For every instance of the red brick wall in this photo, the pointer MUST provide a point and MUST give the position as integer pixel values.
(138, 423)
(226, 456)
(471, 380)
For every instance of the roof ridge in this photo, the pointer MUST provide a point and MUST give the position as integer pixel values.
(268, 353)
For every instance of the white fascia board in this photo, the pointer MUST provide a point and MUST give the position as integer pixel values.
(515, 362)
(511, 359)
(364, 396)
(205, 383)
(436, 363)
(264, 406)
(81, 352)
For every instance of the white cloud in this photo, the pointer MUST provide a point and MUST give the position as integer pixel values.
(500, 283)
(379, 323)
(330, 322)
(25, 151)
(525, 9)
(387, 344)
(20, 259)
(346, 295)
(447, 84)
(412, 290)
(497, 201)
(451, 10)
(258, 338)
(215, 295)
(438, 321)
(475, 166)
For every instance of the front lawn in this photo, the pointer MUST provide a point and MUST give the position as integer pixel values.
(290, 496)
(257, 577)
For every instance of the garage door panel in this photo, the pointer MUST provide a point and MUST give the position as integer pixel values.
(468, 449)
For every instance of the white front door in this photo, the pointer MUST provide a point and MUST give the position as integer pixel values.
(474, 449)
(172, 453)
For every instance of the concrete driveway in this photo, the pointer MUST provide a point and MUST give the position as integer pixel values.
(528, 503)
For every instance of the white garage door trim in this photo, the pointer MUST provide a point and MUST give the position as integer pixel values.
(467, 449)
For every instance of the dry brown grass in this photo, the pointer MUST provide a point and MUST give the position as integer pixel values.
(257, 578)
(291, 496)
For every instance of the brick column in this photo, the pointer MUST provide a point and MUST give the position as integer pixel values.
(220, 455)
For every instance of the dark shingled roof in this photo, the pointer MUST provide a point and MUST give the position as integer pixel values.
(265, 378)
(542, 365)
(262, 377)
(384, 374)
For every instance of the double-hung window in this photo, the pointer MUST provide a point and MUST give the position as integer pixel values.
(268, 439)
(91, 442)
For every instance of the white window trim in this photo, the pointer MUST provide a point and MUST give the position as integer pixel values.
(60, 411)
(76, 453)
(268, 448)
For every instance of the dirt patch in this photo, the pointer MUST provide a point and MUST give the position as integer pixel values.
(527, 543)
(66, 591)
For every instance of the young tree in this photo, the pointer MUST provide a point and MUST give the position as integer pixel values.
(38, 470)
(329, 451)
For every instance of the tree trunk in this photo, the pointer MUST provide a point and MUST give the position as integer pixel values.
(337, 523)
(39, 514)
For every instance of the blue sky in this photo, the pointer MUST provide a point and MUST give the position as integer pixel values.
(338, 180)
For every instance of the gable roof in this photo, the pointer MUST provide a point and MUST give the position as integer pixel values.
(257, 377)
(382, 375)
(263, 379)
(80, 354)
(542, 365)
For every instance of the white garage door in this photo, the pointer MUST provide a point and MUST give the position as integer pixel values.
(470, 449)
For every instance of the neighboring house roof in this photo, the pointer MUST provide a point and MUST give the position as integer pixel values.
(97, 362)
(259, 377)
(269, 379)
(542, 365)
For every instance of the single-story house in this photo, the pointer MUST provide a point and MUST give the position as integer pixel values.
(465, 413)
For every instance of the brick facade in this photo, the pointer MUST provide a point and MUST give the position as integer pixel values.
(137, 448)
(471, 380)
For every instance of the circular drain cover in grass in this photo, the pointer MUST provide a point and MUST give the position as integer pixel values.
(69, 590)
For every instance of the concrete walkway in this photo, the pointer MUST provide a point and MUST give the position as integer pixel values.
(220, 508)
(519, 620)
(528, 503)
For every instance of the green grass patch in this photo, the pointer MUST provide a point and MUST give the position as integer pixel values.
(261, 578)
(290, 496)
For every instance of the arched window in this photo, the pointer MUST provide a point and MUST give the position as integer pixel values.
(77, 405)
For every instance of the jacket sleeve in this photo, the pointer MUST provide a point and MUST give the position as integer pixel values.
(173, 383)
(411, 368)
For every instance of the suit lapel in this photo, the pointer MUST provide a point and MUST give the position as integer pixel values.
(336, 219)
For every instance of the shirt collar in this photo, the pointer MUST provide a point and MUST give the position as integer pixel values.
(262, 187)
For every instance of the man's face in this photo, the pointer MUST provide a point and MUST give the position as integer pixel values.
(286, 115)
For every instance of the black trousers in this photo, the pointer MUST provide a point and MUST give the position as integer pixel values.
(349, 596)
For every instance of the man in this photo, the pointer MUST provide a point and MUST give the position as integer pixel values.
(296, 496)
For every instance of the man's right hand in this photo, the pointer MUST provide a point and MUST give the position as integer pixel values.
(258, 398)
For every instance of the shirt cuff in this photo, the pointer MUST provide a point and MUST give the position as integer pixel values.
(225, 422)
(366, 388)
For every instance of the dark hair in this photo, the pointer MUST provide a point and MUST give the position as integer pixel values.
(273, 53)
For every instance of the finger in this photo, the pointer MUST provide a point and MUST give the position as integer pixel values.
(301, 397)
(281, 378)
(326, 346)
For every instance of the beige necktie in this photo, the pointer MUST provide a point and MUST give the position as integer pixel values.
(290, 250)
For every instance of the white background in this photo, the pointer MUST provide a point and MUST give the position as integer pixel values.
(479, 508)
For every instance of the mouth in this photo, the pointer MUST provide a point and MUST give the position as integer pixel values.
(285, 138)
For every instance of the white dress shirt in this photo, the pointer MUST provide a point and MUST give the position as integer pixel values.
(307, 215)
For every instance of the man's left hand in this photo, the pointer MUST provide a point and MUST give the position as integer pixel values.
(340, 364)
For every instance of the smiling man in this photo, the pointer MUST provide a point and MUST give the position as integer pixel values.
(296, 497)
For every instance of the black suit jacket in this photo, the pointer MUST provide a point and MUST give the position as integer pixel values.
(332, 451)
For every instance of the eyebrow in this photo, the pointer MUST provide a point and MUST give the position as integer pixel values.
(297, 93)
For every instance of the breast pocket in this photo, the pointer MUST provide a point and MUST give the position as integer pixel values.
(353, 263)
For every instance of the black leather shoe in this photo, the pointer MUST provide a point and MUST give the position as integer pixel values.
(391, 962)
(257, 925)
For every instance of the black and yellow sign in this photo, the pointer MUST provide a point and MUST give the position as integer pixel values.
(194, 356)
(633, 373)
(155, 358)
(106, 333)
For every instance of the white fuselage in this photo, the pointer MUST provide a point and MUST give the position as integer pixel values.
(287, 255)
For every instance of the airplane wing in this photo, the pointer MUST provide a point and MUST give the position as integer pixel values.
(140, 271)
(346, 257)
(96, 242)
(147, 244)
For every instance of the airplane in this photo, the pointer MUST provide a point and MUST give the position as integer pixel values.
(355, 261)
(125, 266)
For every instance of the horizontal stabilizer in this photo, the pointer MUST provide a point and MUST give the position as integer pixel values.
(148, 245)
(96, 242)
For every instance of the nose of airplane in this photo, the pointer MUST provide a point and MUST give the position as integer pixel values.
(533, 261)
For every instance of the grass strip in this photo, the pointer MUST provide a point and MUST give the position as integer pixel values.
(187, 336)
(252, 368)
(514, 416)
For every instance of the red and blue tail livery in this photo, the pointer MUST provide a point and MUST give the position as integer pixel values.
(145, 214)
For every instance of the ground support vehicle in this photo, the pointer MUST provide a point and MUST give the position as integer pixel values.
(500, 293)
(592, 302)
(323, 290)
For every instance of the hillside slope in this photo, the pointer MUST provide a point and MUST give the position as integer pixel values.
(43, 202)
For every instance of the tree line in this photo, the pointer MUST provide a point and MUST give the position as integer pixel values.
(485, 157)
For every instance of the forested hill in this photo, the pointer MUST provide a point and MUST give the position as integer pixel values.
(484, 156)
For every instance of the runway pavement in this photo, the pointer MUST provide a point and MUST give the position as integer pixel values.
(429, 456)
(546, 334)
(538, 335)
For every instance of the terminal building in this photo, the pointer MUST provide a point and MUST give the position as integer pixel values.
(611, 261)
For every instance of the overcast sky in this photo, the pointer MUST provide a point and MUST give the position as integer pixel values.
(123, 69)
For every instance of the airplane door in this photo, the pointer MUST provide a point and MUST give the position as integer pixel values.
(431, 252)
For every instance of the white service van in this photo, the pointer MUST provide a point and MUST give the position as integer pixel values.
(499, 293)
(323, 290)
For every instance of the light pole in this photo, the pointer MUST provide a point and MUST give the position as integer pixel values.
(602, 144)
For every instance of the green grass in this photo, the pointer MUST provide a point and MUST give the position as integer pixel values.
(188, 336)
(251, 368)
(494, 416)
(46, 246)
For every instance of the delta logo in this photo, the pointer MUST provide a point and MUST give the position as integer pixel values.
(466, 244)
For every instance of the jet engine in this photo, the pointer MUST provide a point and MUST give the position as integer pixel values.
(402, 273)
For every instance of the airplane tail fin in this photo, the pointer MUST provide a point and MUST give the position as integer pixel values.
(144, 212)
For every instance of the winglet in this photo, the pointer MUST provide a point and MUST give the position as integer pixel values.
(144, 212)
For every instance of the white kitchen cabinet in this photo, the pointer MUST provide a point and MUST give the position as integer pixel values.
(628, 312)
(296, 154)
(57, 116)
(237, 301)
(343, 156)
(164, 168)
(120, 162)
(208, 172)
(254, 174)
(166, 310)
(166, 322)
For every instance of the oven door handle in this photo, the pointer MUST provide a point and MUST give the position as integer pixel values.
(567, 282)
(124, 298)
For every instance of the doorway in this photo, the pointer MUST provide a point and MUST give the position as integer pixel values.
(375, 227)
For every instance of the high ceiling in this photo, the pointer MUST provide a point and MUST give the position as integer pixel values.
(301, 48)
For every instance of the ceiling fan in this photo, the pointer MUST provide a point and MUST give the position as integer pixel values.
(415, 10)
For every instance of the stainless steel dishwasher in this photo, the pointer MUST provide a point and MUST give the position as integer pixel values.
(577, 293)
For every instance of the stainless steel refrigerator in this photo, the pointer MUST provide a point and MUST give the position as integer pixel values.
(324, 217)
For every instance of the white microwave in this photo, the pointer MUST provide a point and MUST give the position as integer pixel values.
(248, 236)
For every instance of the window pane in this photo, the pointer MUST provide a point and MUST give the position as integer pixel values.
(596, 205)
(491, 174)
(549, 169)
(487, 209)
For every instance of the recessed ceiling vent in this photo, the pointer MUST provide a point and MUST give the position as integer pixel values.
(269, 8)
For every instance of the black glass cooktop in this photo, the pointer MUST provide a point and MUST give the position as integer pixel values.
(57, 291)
_ _ _
■ **EXERCISE**: Repeat exactly the lines starting at the line with "For every instance of the window" and ending with the final line of the entries. Include nothing else.

■ **OUTPUT BELOW**:
For every instance of the window pane in this photo, the pointer MUST provide a point and MUST give the position as integer pixel values.
(596, 205)
(491, 174)
(549, 169)
(487, 209)
For every instance of the recessed ceiling vent in this photo, the pointer MUST provide a point and MUST give the position as integer pixel values.
(269, 8)
For every instance of the black glass cooktop in this photo, the pointer MUST provide a point and MUST give the position as integer pixel values.
(57, 291)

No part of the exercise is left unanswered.